→ **読解用抜粋**

┄┄┄┄┄┄

ダンサーを夢見る少年と家族
新しい時代を感じさせる物語!!
夢を持った少年がその才を認められて旅立っていく……。そんな物語はみな大好きだ。そしてよくある物語だけど、普遍的な要素が大抵詰め込まれているので感動的な作品になることが少なくない。本作も、丁寧に少年とその周りの人々の心情を描き、心に残る一作となっている。誰も嫌な人はいない、おとぎ話のような作品である。ラストは「えっ!?」と思わされるが、それもいいかもしれない……と思う。今はそういう道もあるのだ。
ダンサーを夢見ながら、父親のいない家計を支える母親と妹と暮らす少年、踊。母親は朝昼仕事の掛け持ちで忙しい。でもダンススクールの月謝は出してくれる。言葉をほとんど発しない妹は、いつも踊と一緒でにーにーが大好きだ。踊はダンススクールでも下手で落ち込んでいたが、リサというダンス上級者の少女に声をかけられ共に練習することに。リサは東京へ行って成功したいという夢を持っていて、踊も影響を受けオーディションを受けることになるが……。

オール沖縄ロケ、沖縄出身者たちの好演
沖縄の違った顔も見られるリアル
沖縄の貧困率や、少年犯罪率は高い。以前、岸政彦さんの沖縄に関しての著書を読んで暗澹とした気持ちになったことがある。本作の舞台のコザあたりも貧困率が高い地域のようだ。少年たちは仕事もなく、道を踏み外す確率が高い。本作にも踊の友人で窃盗を働こうとする少年や、チンピラが登場する。しかし、みな心優しいキャラで、踊を助けてくれる。
脇のキャラで特筆なのが、津嘉山正種演じるシーサー作りの作家だ。彼は踊に沖縄の魂を教えてくれる。津嘉山さんの演技は説得力があり、感動的。母親役の仲間由紀恵や津嘉山、踊やリサ、妹など、沖縄出身のキャストがほとんどで、共同監督も沖縄出身だ。みな好演していて、沖縄への愛がひしひし感じられる。オール沖縄ロケでもあり、沖縄のまた違った街の顔が見られるのも、収穫だろう。

┄┄┄┄┄┄

アノテーションデータセットのエントリー:

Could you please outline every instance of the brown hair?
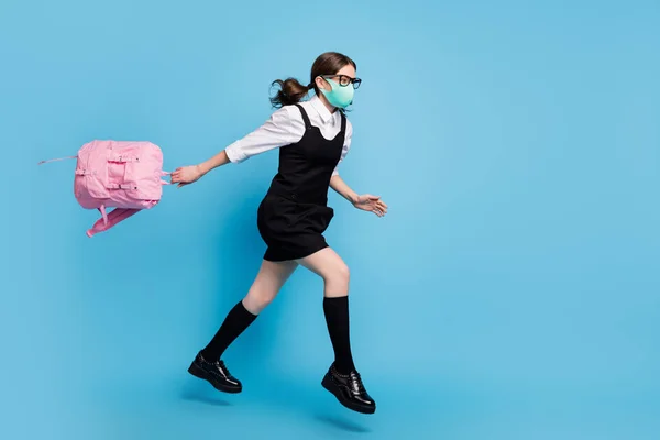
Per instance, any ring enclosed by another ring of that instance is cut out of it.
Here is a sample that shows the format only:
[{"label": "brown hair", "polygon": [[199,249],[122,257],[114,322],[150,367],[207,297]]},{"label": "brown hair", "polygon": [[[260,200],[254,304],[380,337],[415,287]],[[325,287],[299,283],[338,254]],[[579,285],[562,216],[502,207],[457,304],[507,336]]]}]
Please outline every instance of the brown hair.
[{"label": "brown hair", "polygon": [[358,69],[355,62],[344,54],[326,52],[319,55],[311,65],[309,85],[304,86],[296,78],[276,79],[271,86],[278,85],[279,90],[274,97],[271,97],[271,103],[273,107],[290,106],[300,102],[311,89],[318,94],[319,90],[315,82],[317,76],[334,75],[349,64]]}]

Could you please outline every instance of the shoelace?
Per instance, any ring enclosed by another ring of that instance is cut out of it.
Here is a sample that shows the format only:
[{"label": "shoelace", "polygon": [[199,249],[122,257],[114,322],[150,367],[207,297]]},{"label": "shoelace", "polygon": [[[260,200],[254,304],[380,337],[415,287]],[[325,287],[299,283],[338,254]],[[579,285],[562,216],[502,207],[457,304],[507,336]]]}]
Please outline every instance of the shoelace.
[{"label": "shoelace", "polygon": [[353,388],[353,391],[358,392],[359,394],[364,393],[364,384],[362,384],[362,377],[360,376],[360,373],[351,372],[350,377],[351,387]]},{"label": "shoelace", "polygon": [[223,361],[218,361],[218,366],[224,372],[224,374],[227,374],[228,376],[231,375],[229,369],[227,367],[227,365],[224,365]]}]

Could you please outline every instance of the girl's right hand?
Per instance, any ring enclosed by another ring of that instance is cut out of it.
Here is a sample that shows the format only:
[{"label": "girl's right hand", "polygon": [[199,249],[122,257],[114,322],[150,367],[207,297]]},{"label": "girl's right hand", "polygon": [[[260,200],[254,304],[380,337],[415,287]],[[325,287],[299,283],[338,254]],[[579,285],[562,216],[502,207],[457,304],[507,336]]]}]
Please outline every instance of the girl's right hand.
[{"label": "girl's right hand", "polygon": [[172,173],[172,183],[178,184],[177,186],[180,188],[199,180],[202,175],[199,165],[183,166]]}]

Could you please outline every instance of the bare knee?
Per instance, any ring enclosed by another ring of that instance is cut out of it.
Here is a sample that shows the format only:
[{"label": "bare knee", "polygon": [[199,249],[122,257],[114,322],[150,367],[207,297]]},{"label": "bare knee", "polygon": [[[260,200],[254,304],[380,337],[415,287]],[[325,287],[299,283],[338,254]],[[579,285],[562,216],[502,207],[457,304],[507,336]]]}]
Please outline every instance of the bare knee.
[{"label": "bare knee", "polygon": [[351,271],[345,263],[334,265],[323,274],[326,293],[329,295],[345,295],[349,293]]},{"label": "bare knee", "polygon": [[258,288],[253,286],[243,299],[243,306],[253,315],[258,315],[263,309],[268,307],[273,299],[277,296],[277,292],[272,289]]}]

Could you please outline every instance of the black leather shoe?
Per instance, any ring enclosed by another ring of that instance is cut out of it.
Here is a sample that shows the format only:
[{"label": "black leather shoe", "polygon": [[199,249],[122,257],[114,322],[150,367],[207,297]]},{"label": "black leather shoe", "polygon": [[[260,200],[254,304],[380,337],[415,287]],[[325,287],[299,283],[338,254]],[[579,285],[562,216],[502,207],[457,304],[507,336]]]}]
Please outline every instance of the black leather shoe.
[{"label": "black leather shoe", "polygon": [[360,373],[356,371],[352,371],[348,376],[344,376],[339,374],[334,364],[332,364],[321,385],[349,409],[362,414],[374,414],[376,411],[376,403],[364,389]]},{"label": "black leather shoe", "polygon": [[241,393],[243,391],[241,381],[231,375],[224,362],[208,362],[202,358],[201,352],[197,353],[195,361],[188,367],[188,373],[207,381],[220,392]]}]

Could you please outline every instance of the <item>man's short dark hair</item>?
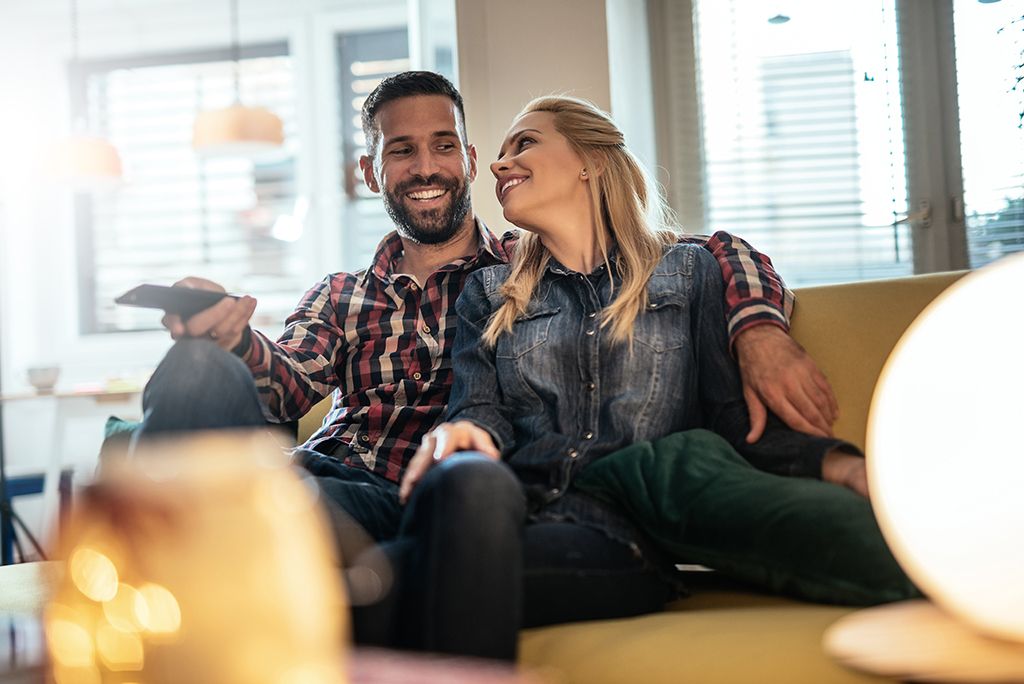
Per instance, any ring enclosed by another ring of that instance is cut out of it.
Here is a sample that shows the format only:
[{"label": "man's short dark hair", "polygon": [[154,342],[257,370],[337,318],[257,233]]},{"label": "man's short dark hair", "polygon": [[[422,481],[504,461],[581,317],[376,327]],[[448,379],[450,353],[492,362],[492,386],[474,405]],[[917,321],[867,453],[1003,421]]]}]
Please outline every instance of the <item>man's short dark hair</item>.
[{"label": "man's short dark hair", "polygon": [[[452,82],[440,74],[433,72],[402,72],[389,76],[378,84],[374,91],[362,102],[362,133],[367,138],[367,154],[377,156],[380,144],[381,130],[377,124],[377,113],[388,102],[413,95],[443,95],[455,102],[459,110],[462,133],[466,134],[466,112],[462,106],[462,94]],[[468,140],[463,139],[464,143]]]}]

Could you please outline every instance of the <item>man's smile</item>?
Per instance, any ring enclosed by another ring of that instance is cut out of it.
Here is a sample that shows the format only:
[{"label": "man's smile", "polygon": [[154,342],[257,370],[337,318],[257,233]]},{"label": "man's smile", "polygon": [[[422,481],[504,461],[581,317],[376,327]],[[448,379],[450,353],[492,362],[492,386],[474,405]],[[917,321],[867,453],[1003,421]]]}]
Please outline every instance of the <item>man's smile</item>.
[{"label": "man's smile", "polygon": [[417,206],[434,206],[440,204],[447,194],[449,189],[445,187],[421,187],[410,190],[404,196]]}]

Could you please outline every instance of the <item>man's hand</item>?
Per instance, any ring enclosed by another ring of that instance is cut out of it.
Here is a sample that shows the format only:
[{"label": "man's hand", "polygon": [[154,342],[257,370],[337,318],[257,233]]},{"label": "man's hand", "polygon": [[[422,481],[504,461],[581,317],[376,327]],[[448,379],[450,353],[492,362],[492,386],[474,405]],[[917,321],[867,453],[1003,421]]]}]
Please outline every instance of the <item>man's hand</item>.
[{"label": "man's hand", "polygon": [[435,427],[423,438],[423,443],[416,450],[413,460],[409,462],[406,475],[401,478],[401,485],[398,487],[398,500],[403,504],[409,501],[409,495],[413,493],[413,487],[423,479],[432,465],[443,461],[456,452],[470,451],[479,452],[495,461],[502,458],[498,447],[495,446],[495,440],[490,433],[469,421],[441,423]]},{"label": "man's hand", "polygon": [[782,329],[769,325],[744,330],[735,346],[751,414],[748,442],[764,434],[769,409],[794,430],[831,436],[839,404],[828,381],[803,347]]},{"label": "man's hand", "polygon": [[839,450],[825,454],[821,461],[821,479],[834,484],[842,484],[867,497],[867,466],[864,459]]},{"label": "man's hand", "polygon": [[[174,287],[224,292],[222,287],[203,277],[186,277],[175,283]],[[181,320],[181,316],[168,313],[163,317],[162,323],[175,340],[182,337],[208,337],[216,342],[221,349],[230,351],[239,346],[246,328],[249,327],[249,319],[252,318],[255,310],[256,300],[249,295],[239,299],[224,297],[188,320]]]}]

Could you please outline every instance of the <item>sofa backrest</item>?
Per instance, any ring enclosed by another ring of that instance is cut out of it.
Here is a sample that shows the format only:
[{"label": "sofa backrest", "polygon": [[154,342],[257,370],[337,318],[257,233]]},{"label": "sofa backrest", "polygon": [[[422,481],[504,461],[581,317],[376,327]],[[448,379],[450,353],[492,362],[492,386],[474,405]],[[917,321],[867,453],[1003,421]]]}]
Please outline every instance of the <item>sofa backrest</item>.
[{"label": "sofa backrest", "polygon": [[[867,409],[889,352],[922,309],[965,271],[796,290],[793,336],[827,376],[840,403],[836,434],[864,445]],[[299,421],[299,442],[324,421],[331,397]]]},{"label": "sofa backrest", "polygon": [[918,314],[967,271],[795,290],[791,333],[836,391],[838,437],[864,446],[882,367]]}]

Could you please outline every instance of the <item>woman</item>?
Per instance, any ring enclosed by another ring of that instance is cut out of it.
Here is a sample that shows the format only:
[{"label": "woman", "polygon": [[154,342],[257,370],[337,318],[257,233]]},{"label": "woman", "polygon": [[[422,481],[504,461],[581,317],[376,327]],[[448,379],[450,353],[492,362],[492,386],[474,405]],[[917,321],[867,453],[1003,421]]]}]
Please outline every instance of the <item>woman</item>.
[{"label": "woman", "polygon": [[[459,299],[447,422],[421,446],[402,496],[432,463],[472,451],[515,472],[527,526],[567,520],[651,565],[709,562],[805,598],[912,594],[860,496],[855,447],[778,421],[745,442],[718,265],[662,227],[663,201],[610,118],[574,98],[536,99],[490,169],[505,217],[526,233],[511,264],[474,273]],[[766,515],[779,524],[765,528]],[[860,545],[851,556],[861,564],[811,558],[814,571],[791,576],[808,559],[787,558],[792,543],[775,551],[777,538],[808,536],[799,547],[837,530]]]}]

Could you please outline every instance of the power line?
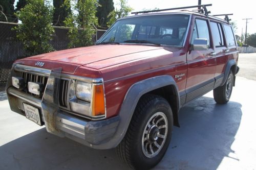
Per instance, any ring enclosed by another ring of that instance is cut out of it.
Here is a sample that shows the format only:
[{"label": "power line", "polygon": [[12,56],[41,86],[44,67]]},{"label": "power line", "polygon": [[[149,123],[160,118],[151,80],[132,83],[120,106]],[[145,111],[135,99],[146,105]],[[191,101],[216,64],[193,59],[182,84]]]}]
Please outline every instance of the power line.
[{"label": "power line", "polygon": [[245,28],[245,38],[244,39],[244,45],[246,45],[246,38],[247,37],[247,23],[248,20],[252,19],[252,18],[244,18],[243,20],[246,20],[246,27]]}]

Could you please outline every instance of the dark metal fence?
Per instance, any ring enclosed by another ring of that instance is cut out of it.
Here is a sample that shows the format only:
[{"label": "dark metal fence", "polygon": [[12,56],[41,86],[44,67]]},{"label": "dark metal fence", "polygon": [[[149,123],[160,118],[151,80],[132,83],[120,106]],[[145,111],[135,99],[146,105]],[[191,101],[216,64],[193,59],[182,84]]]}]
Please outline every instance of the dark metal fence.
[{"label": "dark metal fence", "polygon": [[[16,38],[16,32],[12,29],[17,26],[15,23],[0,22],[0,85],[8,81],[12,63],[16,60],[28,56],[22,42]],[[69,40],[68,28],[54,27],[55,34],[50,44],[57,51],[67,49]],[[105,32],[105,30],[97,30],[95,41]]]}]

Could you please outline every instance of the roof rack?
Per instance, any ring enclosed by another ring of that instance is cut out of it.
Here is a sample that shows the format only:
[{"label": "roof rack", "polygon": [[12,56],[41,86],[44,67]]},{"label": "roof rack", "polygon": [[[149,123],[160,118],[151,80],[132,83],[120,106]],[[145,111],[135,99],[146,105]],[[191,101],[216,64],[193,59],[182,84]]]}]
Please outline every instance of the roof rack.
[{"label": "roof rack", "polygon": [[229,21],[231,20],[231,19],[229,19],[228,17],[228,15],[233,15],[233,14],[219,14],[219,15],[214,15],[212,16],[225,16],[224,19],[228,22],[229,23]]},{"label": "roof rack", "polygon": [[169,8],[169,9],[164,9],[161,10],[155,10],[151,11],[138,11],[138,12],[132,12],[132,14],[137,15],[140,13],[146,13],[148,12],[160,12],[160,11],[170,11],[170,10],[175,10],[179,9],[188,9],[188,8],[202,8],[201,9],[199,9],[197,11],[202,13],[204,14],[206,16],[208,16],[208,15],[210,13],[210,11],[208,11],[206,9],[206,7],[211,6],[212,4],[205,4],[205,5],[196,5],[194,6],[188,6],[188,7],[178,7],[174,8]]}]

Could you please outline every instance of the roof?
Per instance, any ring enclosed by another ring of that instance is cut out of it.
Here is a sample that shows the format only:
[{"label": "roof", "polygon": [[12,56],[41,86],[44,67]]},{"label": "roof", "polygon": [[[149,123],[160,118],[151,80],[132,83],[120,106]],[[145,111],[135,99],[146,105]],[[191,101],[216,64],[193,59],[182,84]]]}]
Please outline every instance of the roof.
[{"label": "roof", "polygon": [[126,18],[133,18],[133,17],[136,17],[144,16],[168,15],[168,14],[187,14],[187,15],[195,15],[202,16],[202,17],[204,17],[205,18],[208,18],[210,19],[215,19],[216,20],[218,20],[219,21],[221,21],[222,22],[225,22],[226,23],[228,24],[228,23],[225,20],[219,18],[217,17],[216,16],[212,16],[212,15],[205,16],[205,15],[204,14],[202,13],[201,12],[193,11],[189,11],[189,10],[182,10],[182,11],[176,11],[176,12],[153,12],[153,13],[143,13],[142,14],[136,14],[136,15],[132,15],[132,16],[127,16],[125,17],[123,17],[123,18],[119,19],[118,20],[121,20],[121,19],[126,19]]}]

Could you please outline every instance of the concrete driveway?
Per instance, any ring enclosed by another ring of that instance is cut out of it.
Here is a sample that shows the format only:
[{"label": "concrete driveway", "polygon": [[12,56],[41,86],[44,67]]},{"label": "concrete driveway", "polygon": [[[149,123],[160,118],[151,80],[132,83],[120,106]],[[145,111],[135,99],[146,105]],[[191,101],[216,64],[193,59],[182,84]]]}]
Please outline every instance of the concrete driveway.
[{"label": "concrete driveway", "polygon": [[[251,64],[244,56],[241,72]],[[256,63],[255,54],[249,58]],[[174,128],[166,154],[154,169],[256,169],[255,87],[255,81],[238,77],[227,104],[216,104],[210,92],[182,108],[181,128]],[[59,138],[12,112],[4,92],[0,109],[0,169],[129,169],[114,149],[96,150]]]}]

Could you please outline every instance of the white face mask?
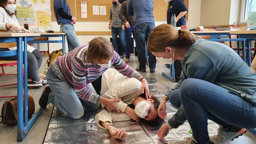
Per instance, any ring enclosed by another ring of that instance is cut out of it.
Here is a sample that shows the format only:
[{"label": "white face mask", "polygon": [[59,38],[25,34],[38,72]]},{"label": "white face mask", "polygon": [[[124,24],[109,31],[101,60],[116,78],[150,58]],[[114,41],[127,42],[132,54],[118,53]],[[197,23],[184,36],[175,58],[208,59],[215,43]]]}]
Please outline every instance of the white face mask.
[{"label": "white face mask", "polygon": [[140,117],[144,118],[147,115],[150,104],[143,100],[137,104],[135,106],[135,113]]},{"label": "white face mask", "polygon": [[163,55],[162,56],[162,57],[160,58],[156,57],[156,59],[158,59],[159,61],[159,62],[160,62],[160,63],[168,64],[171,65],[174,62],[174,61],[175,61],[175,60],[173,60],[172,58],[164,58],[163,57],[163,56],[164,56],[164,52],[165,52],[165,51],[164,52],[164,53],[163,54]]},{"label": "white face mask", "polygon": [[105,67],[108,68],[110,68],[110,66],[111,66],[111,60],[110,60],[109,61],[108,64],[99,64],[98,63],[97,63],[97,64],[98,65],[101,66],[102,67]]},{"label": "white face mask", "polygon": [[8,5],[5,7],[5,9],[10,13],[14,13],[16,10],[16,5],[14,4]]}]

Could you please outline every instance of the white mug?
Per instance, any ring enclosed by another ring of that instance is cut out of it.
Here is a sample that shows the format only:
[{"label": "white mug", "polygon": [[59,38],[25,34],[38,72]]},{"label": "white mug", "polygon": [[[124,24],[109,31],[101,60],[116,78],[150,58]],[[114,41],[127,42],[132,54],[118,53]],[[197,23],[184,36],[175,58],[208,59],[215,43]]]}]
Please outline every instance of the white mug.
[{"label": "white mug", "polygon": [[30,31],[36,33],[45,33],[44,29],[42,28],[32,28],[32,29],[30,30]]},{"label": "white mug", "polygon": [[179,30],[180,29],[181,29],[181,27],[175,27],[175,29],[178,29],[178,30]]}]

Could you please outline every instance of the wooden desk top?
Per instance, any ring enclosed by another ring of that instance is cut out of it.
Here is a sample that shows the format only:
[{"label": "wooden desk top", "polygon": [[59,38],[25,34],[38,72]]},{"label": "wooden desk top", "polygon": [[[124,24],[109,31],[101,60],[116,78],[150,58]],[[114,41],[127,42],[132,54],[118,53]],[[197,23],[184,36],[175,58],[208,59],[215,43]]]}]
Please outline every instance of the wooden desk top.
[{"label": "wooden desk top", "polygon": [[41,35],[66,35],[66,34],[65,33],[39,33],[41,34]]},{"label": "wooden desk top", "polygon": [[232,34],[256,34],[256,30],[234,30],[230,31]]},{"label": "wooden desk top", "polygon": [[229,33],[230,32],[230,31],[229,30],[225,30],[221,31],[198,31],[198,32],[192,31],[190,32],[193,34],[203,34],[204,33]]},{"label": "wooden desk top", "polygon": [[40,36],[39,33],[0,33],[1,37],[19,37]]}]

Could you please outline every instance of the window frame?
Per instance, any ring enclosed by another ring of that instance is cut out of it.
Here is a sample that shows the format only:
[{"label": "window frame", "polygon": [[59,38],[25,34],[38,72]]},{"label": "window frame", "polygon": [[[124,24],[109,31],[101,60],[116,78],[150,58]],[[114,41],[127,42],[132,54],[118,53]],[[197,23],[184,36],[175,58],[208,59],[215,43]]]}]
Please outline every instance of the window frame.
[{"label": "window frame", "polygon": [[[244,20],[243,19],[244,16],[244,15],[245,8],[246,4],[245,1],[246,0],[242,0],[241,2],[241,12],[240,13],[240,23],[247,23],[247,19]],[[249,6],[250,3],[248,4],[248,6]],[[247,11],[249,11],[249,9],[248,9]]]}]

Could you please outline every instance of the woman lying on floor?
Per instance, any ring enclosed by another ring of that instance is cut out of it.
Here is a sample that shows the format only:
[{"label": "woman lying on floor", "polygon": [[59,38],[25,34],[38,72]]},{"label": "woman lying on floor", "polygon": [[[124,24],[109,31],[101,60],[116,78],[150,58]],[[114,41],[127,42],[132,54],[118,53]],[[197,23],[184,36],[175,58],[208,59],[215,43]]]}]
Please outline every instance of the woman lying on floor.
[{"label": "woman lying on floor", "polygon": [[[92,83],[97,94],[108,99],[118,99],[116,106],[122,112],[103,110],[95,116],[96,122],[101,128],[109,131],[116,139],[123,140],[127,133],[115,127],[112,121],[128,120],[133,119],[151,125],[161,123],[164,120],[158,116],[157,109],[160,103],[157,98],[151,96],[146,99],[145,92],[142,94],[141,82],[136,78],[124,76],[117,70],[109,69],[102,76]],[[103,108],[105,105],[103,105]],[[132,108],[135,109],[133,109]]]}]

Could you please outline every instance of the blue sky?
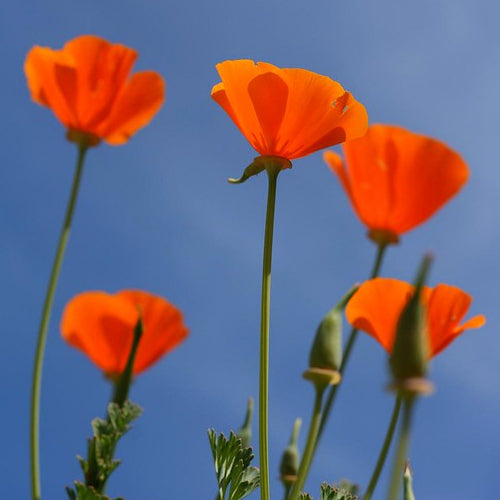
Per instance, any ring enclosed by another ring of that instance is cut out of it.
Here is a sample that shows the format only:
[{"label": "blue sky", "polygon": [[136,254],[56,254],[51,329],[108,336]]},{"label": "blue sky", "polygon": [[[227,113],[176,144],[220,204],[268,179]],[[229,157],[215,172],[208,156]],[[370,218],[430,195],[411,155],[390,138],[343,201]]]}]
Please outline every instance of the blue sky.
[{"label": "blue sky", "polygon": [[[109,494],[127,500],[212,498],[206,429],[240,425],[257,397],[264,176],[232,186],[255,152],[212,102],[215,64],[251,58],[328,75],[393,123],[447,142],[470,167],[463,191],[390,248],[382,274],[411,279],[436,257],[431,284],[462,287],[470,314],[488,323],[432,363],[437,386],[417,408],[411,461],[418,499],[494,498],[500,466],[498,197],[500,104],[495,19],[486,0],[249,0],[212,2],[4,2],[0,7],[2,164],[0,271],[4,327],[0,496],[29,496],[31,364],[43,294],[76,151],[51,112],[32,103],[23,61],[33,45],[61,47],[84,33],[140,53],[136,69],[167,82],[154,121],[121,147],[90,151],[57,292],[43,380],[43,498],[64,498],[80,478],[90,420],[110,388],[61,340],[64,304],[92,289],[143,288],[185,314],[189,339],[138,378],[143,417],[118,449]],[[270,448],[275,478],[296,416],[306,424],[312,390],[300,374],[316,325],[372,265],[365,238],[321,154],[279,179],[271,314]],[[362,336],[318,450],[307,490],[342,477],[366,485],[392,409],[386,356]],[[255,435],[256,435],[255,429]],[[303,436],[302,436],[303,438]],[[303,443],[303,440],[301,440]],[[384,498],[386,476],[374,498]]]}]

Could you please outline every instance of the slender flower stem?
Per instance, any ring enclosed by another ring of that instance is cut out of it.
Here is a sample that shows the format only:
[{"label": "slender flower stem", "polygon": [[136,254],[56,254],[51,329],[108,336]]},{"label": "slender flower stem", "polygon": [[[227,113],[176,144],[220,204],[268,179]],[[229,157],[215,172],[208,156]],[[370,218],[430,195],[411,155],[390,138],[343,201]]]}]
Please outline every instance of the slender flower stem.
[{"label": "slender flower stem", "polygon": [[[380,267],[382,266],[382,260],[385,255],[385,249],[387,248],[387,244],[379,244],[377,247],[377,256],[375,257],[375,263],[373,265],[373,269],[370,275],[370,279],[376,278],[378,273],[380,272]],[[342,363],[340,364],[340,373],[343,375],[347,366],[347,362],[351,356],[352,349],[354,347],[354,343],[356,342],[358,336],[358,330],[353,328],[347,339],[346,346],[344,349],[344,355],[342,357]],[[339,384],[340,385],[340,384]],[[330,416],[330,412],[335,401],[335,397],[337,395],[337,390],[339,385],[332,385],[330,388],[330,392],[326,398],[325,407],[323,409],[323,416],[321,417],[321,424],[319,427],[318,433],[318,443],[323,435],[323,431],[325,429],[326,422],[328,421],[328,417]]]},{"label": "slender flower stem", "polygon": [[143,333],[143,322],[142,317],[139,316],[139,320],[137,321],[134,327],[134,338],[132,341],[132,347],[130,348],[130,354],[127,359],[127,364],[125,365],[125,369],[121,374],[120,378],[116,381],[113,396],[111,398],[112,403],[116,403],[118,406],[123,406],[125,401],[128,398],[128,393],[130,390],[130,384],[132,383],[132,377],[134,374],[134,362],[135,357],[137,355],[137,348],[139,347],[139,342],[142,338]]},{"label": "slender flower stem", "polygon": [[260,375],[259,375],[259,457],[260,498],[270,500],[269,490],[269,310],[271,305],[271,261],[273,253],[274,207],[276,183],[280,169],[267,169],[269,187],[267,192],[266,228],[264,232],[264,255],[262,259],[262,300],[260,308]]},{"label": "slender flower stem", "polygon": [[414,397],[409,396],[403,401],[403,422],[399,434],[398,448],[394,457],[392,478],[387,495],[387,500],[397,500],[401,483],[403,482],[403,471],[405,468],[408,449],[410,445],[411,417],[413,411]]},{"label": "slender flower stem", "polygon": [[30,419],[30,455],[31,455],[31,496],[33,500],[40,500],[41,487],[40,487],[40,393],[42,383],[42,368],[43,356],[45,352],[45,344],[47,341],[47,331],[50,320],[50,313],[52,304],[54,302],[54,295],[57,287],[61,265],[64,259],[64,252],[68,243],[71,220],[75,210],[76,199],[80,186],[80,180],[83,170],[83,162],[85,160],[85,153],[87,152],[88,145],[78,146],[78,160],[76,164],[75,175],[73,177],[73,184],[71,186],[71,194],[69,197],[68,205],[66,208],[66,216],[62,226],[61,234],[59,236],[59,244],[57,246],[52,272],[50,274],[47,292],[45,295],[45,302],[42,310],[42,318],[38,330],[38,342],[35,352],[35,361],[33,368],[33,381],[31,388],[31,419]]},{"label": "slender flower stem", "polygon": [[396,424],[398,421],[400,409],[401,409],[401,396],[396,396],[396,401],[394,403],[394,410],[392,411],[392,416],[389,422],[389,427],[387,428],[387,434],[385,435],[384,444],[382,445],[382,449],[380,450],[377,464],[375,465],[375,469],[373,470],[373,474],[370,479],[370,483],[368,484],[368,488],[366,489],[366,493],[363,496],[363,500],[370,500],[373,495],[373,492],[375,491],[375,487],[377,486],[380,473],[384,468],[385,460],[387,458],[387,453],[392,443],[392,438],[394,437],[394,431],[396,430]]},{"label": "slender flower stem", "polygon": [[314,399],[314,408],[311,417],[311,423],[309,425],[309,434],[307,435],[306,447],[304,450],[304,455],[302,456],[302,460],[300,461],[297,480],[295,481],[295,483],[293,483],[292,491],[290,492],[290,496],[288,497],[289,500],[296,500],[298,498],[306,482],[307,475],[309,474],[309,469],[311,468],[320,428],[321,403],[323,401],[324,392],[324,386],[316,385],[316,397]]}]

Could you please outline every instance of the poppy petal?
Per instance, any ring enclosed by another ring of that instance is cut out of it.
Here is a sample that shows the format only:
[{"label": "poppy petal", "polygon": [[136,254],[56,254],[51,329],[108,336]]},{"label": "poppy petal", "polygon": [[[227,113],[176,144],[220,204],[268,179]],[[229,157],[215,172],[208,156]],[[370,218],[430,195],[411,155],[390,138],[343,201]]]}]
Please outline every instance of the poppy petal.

┄┄┄┄┄┄

映画評の中で作中に登場する人物として挙げられている者のうち、主人公の踊を除く全員を書き出してください。

→ **解答**
・母親
・妹
・リサ
・踊の友人で窃盗を働こうとする少年
・チンピラ
・シーサー作りの作家